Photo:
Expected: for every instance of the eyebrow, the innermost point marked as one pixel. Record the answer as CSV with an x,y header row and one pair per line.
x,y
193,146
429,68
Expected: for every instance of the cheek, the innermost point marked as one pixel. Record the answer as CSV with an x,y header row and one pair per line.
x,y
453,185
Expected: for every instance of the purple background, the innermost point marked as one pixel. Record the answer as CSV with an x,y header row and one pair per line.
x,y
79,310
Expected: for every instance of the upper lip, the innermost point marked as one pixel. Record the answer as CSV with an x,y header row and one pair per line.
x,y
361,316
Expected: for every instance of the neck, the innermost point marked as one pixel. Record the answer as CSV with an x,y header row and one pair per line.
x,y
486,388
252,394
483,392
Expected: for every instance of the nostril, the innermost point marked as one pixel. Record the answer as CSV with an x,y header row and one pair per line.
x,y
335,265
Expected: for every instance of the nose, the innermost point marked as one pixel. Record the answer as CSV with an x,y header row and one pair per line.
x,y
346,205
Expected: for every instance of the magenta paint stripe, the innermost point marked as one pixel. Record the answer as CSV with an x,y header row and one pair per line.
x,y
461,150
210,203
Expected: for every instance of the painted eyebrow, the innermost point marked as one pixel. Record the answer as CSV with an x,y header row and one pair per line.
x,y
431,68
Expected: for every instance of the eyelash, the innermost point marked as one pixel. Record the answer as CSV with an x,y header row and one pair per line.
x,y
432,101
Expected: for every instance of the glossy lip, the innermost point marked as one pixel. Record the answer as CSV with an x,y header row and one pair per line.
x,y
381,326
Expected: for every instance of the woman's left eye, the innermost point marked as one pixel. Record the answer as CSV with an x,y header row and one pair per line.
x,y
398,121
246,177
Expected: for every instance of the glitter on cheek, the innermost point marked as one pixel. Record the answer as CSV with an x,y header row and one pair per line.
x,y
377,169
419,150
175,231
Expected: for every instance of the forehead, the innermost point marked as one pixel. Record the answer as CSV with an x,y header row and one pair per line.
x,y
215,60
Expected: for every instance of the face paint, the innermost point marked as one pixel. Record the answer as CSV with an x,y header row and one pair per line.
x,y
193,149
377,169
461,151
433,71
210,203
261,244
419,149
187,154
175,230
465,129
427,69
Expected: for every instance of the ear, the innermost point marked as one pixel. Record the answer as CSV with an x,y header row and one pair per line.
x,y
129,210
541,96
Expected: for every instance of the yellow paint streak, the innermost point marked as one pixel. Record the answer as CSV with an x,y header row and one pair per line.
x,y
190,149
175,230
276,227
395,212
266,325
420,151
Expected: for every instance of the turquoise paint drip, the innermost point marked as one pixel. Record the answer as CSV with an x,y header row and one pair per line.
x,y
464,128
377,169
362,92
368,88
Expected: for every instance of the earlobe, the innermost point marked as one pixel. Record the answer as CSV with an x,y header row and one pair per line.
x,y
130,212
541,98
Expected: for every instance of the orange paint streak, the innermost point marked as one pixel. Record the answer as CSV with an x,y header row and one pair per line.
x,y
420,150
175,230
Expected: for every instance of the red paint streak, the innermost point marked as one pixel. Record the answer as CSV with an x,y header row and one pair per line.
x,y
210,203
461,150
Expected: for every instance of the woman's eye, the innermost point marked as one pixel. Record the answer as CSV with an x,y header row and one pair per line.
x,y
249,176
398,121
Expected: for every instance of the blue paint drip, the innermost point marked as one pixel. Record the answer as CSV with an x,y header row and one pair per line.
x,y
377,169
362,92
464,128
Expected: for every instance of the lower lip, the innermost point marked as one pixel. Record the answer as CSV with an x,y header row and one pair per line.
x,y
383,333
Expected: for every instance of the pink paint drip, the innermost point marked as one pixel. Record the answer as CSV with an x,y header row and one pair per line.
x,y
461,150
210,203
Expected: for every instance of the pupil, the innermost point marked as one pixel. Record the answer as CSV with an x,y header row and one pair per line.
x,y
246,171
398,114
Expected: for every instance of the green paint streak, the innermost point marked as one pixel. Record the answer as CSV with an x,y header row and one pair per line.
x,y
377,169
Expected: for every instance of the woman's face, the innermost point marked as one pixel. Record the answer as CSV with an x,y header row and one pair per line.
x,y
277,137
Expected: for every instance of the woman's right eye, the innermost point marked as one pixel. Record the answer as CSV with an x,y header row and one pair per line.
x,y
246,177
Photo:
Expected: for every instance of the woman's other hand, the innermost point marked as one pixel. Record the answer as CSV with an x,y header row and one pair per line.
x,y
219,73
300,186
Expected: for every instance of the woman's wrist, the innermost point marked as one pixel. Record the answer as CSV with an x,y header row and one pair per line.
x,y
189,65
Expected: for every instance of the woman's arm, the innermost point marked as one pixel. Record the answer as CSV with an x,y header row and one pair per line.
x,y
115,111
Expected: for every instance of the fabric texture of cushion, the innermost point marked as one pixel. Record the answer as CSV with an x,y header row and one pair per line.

•••••

[WHAT YOU SHOULD DO]: The line containing "Expected: for every instance of the woman's face, the" marks the start; retype it and each line after it through the end of the records above, exactly.

[WRITTEN REPLY]:
Expected: for every instance of the woman's face, the innermost point marked as one pixel. Record the answer as CSV with an x,y header row and one pair per line.
x,y
277,137
Expected: for every instance of the woman's right eye, the innermost point marked as one pixel. Record the answer as CSV with an x,y header row and one pair per line.
x,y
246,177
Photo:
Expected: for every instance of the woman's other hand, the innermost point marked as one pixel. Record the answer as CSV with an x,y header row and one pair per line.
x,y
219,73
300,186
Expected: for every instance of the woman's wrist, the innermost point marked as one pixel. Record the answer as CSV with an x,y header row and one pair per line.
x,y
189,65
Expected: for every instance of the woman's arm, the innermost point marked as one pixel. Record the answer as CSV with an x,y header row and one pair per line.
x,y
115,111
Expected: for every instance of the fabric texture of cushion, the innermost point marked as one pixel. Record the answer as CSV with an x,y header row and one pair per line.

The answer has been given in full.